## Exercise objective
Among the records below, find each line that includes the string "Match" and copy it.

(Records from a data collection)
--- START ---

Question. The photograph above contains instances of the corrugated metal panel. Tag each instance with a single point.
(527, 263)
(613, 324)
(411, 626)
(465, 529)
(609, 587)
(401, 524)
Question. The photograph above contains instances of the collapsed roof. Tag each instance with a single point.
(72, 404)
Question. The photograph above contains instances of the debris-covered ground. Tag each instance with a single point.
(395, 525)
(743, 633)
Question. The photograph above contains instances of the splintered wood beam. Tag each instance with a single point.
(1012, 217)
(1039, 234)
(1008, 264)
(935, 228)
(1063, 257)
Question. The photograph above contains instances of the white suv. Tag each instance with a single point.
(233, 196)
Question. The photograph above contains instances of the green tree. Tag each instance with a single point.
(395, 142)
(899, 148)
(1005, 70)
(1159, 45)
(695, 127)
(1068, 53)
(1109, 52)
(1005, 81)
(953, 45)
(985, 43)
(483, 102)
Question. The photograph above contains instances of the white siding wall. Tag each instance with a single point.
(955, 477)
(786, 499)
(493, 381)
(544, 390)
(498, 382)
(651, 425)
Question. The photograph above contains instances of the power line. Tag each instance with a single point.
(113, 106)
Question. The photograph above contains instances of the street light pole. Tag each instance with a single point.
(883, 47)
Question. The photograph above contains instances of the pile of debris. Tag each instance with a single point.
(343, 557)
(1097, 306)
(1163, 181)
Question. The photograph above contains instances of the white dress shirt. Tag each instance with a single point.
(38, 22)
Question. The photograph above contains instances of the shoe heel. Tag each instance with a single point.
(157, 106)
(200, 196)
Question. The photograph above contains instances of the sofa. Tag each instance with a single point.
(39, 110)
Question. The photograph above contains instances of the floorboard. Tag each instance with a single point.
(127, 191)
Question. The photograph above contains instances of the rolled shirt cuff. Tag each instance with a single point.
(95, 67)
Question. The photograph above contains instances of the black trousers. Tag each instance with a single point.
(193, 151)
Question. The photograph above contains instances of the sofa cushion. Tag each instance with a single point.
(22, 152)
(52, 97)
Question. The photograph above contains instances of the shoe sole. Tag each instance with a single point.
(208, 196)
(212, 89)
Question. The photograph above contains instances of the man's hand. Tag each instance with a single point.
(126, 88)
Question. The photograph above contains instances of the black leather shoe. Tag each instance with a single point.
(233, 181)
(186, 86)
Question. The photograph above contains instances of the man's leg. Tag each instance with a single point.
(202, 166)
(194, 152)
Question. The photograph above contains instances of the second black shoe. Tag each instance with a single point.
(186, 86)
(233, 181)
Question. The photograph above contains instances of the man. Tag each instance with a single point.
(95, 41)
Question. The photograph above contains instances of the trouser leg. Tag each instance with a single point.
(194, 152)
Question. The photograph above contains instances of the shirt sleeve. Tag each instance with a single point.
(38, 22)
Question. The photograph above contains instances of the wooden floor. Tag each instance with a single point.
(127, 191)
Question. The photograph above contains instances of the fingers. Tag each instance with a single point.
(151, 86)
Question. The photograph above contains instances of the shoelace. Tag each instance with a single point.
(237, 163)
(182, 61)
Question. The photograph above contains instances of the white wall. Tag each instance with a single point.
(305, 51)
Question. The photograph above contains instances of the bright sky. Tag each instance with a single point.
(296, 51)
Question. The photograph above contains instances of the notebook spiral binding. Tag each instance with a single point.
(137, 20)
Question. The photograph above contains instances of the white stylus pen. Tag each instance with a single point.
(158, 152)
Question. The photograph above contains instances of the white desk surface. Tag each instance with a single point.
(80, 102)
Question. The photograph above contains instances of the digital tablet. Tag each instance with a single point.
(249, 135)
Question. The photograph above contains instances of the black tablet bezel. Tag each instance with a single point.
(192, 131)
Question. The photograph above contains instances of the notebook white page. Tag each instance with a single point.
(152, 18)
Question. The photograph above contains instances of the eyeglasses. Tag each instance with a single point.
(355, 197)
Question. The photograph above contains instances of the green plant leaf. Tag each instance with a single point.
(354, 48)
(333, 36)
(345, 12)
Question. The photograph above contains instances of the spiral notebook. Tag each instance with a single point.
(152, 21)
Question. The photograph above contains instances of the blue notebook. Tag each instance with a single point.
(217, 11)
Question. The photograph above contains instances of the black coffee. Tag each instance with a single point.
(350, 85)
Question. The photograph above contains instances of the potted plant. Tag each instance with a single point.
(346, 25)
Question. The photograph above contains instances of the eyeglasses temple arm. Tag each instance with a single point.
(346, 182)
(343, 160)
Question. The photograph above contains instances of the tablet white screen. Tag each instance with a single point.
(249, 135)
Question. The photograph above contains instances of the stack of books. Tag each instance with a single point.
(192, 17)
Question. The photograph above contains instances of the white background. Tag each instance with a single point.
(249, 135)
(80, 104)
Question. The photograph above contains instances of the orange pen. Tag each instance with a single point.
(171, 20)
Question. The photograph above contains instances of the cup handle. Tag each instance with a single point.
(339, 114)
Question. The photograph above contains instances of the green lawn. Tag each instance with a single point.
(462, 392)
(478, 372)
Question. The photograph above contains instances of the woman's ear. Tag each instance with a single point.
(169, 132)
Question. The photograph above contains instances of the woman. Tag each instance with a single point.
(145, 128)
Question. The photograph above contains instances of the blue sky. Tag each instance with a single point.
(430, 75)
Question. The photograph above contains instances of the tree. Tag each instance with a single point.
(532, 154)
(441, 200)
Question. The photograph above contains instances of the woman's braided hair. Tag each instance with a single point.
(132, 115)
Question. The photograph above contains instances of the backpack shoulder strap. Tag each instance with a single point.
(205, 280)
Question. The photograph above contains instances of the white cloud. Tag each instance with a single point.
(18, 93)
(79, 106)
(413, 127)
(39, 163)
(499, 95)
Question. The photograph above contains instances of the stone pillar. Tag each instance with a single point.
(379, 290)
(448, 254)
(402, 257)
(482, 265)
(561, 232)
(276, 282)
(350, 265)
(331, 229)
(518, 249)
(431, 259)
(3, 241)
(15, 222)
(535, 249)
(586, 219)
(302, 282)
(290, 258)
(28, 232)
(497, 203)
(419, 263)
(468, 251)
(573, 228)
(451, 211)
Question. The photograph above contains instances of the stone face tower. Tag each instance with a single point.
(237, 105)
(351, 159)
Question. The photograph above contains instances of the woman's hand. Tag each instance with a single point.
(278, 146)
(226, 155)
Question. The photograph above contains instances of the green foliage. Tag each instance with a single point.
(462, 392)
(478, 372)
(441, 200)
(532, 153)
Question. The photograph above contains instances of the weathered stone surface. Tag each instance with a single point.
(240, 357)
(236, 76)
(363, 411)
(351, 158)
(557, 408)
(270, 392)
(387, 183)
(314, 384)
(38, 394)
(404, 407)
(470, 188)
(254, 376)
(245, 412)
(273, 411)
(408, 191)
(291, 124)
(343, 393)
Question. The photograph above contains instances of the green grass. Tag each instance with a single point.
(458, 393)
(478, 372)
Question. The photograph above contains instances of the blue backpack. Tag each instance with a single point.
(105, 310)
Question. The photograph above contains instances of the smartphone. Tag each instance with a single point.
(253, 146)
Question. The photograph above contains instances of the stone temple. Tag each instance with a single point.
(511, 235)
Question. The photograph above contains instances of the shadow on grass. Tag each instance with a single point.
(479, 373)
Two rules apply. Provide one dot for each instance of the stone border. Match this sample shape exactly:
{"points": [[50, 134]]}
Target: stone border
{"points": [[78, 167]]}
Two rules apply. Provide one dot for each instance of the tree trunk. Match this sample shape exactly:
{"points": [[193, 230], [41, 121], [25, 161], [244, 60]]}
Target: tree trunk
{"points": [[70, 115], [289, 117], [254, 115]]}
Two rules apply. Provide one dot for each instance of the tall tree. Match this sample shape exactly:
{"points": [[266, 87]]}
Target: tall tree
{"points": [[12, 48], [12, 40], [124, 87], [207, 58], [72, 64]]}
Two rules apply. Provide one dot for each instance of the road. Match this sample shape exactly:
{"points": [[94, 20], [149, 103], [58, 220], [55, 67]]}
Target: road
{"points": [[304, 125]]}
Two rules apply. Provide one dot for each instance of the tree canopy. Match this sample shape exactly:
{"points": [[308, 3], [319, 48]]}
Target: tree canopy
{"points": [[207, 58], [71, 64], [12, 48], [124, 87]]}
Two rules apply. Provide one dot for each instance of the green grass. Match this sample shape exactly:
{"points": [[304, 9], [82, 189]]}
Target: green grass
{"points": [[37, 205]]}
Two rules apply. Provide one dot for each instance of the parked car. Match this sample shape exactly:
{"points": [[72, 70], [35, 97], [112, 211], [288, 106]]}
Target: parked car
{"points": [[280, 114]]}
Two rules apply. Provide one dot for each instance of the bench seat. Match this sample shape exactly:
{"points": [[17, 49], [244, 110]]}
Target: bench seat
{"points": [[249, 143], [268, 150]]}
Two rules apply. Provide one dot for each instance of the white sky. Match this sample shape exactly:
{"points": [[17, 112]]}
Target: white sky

--- END ---

## Result below
Two rules apply. Provide one dot for each instance of the stone border. Match this sample shape exactly:
Two rules apply. Provide one dot for each instance of the tree trunk. Match this sample shape exactly:
Two rules apply. Provide one dot for each instance of the tall tree. Match this sample shape exactly:
Two rules apply. Provide one dot for each instance of the road. Match this sample shape exactly:
Two rules apply. Provide one dot for each instance of the tree canopy. Match this sample shape exactly:
Two rules apply. Provide one dot for each instance of the green grass. Match this sample shape exactly:
Two rules apply. Provide one dot for each instance of the parked car. Match this sample shape exactly:
Two rules apply. Provide one dot for each instance of the bench seat. Match this sample shape exactly:
Two rules apply. Provide one dot for each instance of the white sky. Match this sample shape exactly:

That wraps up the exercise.